**STATED GOAL:**
Repeat the lines below, starting at the line containing "For every instance of the white" and running through the last line, but replace "evergreen tree" with "pine tree" and leave everything else unchanged.

**SUPPLIED RECORDS:**
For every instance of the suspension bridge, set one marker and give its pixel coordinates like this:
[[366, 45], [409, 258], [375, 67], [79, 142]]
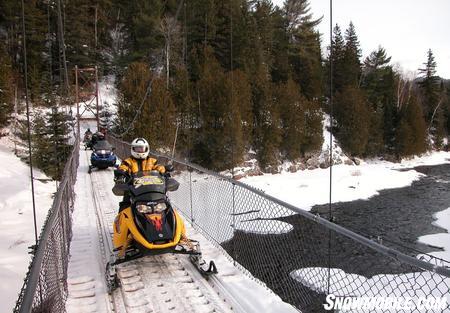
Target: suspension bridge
[[301, 264]]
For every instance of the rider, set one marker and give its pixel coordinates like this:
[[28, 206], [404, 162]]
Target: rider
[[139, 161], [87, 135]]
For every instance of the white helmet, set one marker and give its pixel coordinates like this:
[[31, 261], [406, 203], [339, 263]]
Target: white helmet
[[139, 148]]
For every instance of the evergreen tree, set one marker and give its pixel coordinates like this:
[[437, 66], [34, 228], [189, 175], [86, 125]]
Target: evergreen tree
[[352, 55], [57, 128], [6, 88], [267, 133], [132, 89], [353, 120], [304, 47], [411, 130], [337, 57], [378, 82], [430, 90], [301, 122]]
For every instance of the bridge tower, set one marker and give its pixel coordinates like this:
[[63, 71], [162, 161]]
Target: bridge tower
[[86, 93]]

**SOLUTION:**
For every instance of the white helmet, set one marker and give its pixel coordinates like this:
[[31, 261], [406, 203], [339, 263]]
Target: white helmet
[[139, 148]]
For every instance of the pine tree, set one marker and give its pixel coordinates like this:
[[437, 66], [34, 228], [189, 175], [86, 125]]
Target: pine tree
[[352, 55], [57, 128], [6, 88], [267, 133], [132, 89], [353, 120], [304, 47], [411, 130], [337, 57], [378, 82], [430, 90], [301, 122]]
For every instance of the bridge tower, set one marker and give its pixel coordinates like this:
[[63, 71], [162, 161]]
Target: bridge tower
[[86, 93]]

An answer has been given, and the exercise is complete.